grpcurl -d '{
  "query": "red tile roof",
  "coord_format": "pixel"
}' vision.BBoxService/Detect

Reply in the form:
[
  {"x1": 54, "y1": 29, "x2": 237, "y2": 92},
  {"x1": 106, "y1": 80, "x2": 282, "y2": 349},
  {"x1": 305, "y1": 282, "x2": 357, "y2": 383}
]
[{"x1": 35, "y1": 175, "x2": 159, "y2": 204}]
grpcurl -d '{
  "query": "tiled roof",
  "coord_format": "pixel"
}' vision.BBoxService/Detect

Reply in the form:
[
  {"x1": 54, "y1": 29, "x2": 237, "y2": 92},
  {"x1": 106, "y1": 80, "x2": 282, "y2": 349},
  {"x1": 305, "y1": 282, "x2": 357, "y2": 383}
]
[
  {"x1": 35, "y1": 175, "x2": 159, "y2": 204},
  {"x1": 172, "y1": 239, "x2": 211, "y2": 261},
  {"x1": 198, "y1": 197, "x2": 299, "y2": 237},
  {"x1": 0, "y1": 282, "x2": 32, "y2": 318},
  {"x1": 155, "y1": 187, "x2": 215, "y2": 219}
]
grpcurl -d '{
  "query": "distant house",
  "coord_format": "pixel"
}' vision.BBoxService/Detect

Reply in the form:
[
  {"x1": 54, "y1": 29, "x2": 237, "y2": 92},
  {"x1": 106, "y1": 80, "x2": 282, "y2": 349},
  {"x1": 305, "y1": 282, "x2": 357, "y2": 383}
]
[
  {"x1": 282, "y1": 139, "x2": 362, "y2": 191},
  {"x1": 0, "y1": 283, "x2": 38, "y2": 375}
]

○ ○ ○ ○ ○

■ **Short task**
Copy out all of the entries again, their requests included. In the answers, shift every bounding-box coordinate up by 57, and leave the numbers in the requests and their reply-format samples as they are.

■ **Complete answer**
grpcurl -d '{
  "query": "red tile roof",
  "coord_format": "pixel"
}' vision.BBoxService/Detect

Reply in the form:
[
  {"x1": 54, "y1": 29, "x2": 237, "y2": 92},
  {"x1": 106, "y1": 80, "x2": 282, "y2": 349},
  {"x1": 305, "y1": 282, "x2": 357, "y2": 383}
]
[{"x1": 92, "y1": 232, "x2": 216, "y2": 261}]
grpcurl -d '{
  "query": "tiled roof",
  "coord_format": "pixel"
}' vision.BBoxService/Detect

Reply in the form:
[
  {"x1": 54, "y1": 29, "x2": 237, "y2": 92},
  {"x1": 106, "y1": 80, "x2": 282, "y2": 349},
  {"x1": 305, "y1": 282, "x2": 357, "y2": 383}
]
[
  {"x1": 92, "y1": 232, "x2": 216, "y2": 261},
  {"x1": 229, "y1": 296, "x2": 268, "y2": 318},
  {"x1": 255, "y1": 254, "x2": 356, "y2": 294},
  {"x1": 57, "y1": 339, "x2": 89, "y2": 375},
  {"x1": 212, "y1": 244, "x2": 272, "y2": 276}
]
grpcurl -d '{
  "query": "distant house",
  "coord_format": "pixel"
}' vision.BBoxService/Detect

Reply in the form:
[
  {"x1": 54, "y1": 29, "x2": 237, "y2": 92},
  {"x1": 106, "y1": 80, "x2": 282, "y2": 349},
  {"x1": 305, "y1": 282, "x2": 357, "y2": 383}
]
[
  {"x1": 339, "y1": 196, "x2": 419, "y2": 248},
  {"x1": 57, "y1": 340, "x2": 95, "y2": 432}
]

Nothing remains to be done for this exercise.